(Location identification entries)
========
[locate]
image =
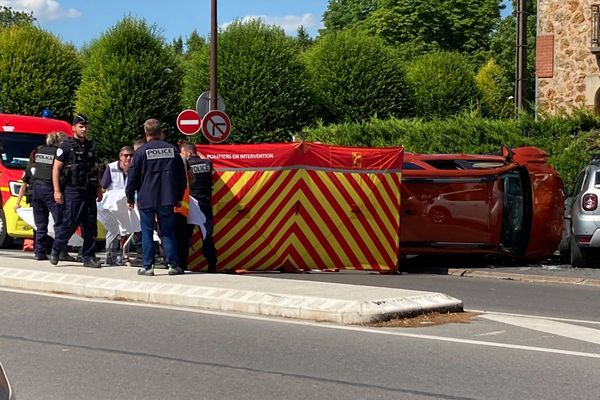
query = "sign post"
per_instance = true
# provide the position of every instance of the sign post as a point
(189, 122)
(216, 126)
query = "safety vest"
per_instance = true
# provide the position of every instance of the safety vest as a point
(201, 184)
(185, 203)
(44, 159)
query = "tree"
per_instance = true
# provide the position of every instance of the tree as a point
(356, 77)
(261, 79)
(8, 17)
(194, 42)
(494, 103)
(444, 84)
(130, 74)
(447, 25)
(503, 49)
(341, 14)
(37, 71)
(302, 38)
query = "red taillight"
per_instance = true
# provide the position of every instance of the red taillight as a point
(589, 202)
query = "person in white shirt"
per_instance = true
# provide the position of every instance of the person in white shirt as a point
(115, 178)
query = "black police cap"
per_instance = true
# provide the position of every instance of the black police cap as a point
(80, 119)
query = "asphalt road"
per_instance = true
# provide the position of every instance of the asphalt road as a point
(556, 300)
(62, 348)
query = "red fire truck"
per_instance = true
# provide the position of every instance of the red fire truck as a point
(19, 135)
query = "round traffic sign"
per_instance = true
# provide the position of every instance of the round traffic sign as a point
(216, 126)
(203, 104)
(189, 122)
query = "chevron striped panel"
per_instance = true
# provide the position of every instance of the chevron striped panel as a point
(304, 219)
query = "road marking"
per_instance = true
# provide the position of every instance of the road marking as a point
(359, 329)
(491, 333)
(576, 332)
(575, 321)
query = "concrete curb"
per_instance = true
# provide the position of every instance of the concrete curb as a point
(524, 277)
(227, 299)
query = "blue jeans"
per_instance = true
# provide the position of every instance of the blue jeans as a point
(166, 229)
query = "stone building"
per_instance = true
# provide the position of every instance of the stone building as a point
(568, 55)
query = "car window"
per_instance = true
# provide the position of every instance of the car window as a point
(578, 183)
(597, 179)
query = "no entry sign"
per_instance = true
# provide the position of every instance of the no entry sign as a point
(216, 126)
(189, 122)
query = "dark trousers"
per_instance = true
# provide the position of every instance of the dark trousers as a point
(166, 228)
(43, 204)
(184, 235)
(79, 211)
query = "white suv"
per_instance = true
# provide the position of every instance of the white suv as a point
(580, 244)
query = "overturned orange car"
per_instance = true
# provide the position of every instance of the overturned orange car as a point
(509, 204)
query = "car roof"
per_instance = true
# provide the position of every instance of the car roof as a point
(34, 125)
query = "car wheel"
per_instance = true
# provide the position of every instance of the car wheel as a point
(579, 256)
(564, 249)
(5, 240)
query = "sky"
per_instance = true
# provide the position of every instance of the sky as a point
(79, 22)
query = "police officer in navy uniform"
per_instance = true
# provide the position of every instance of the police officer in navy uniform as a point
(75, 182)
(200, 171)
(157, 177)
(38, 176)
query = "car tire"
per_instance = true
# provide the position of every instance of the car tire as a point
(5, 240)
(579, 256)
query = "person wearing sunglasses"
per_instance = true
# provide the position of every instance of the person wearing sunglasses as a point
(115, 178)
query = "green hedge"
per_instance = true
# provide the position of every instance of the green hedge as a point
(568, 140)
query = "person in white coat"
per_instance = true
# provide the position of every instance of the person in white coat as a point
(115, 178)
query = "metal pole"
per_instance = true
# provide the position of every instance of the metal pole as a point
(213, 56)
(521, 59)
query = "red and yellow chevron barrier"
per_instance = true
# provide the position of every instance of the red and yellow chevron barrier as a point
(304, 206)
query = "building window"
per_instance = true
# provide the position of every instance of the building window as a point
(595, 45)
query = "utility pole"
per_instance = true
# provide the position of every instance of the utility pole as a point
(213, 56)
(521, 59)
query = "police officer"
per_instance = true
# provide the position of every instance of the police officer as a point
(38, 175)
(157, 176)
(75, 182)
(200, 172)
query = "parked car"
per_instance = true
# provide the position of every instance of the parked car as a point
(509, 204)
(5, 389)
(580, 245)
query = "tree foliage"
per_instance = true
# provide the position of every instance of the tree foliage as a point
(261, 79)
(130, 74)
(444, 84)
(9, 17)
(494, 103)
(341, 14)
(356, 77)
(37, 71)
(449, 25)
(503, 49)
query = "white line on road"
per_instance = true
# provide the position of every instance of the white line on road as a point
(327, 326)
(575, 321)
(576, 332)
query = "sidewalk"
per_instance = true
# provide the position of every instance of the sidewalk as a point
(317, 301)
========
» **Task details**
Reproduce every record above exactly, but leave out the pictures.

» **Result below**
[locate]
image =
query = "sign post"
per_instance = true
# provide the position of every instance of the sign post as a point
(189, 122)
(216, 126)
query = "safety vest"
per_instance = true
# provide the position of every instance of the safety vest as a point
(201, 184)
(185, 203)
(44, 159)
query = "tree"
per_instance = true
# provide the position of every instance of the tree as a point
(356, 77)
(261, 79)
(8, 17)
(194, 42)
(494, 103)
(444, 84)
(130, 74)
(447, 25)
(503, 49)
(341, 14)
(37, 71)
(302, 38)
query = "red taillight"
per_instance = true
# provide the position of every instance of the red taillight as a point
(589, 202)
query = "person in white shirt"
per_instance = true
# provide the position of every instance of the person in white shirt as a point
(115, 178)
query = "black police cap"
per_instance = true
# provide the position of every instance of the black police cap as a point
(80, 119)
query = "asphalt road"
per_instance = true
# provide the position of every instance of the asphalt road as a point
(556, 300)
(62, 348)
query = "red fire truck"
per_instance = true
# provide the position of every instance of the red fire truck as a point
(19, 135)
query = "round traffic sign"
per_instance = true
# provide the position of every instance of the round traffic sign as a point
(216, 126)
(203, 104)
(189, 122)
query = "chevron striped panel"
per_instance = true
# provide the position of every instance of the chevron striped panel as a point
(304, 219)
query = "road marking"
per_instance = true
# provide the position of every instance of the road marking as a point
(359, 329)
(491, 333)
(576, 332)
(575, 321)
query = "concrete curb"
per_instance = true
# provide the position of every instance of the concrete curb as a point
(524, 277)
(227, 299)
query = "blue jeans"
per_instance = true
# provide the position of every instance of the blue jeans as a point
(166, 229)
query = "stone building"
per_instance = true
# provide the position of every instance of the stone building as a point
(568, 55)
query = "car window"
per_instance = true
# provide the position of every instance of the car window as a point
(578, 183)
(597, 179)
query = "no entry sign"
per_instance = true
# provide the position of every instance of the no entry sign as a point
(216, 126)
(189, 122)
query = "dark trousers"
per_instance = true
# provide the position of every instance of the dark trousers as a point
(166, 228)
(43, 204)
(184, 235)
(79, 211)
query = "white suv"
per_instance = true
# provide the position of every instance of the white suv as a point
(580, 244)
query = "overturned orange car"
per_instance = true
# provide the position of every instance of the overturned orange car as a point
(509, 204)
query = "car roof"
per_instance = true
# provide the position of every instance of the car roof as a point
(34, 125)
query = "car wheel"
per_instance = true
# provide the position of every instance of the car wheel as a point
(579, 256)
(564, 249)
(5, 240)
query = "sky"
per_instance = true
# provide the position of every instance of the sky as a point
(79, 22)
query = "police officer in navy uniform"
per_instance = true
# provide the position of every instance of the police officer in navy uniform as a point
(75, 182)
(200, 171)
(157, 177)
(38, 176)
query = "car tire"
per_instance = true
# provide the position of every instance of the car tire as a point
(5, 240)
(579, 256)
query = "person wearing sunglasses"
per_instance = true
# provide the position of every instance of the person wearing sunglasses as a point
(115, 178)
query = "green hedge"
per_instance = true
# provide the position of every instance of the green hedge as a point
(568, 140)
query = "person in white coat"
per_instance = true
# provide the position of every instance of the person in white coat as a point
(115, 178)
query = "metal pole"
per_instance = true
# provide the position of every instance of the metal pole as a point
(213, 56)
(521, 59)
query = "red and yellow chevron barrier"
per_instance = true
# provide the position of every instance of the red and yellow chevron barrier as a point
(304, 206)
query = "building window"
per_instance = true
# provide the position of every instance of the building window as a point
(595, 45)
query = "utility pole"
per_instance = true
# provide the position of every instance of the utility pole as a point
(213, 56)
(521, 59)
query = "police officer"
per_instance = true
# provide the position of every instance of the police officer as a point
(38, 175)
(157, 176)
(75, 182)
(200, 172)
query = "parked car"
per_instance = true
# provide the position of every instance of the parked car as a point
(509, 204)
(5, 389)
(580, 245)
query = "tree foliage"
per_instance = true
# provide the position of every instance of the tree foliage as a point
(261, 79)
(130, 74)
(444, 84)
(9, 17)
(494, 103)
(341, 14)
(356, 77)
(37, 71)
(449, 25)
(503, 49)
query = "white line on road"
per_instance = true
# provide the position of every instance of the white line on road as a point
(327, 326)
(575, 321)
(576, 332)
query = "sidewalk"
per_instance = true
# provide the position of every instance of the sidewalk as a point
(317, 301)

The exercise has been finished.